## START RECORD EXCERPTS
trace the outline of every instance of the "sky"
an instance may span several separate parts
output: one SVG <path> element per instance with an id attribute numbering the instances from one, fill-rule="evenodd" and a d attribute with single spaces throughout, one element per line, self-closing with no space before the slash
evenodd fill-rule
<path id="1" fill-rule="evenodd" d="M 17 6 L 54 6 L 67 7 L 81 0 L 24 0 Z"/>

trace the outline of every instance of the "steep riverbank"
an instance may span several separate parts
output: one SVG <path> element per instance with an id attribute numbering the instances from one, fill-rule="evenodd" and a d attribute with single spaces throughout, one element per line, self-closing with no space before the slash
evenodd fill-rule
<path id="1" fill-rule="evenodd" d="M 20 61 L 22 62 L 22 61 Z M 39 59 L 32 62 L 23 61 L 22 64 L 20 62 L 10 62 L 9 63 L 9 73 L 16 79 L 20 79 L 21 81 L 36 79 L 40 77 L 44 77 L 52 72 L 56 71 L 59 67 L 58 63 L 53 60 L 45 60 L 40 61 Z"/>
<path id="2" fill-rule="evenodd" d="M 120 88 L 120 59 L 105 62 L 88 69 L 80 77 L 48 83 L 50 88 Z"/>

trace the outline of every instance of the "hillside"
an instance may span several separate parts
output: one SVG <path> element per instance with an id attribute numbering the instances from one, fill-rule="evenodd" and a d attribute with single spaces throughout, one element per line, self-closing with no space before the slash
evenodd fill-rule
## END RECORD EXCERPTS
Copy the records word for word, starting at their first line and stopping after the line that contains "17 6 L 54 6".

trace the outline of every instance of the "sky"
an instance may span several separate parts
output: one SVG <path> element per instance with an id attribute numbering the instances from one, fill-rule="evenodd" and a d attribute with single spaces throughout, one element per line, self-closing with no space before the slash
evenodd fill-rule
<path id="1" fill-rule="evenodd" d="M 17 6 L 54 6 L 67 7 L 81 0 L 24 0 Z"/>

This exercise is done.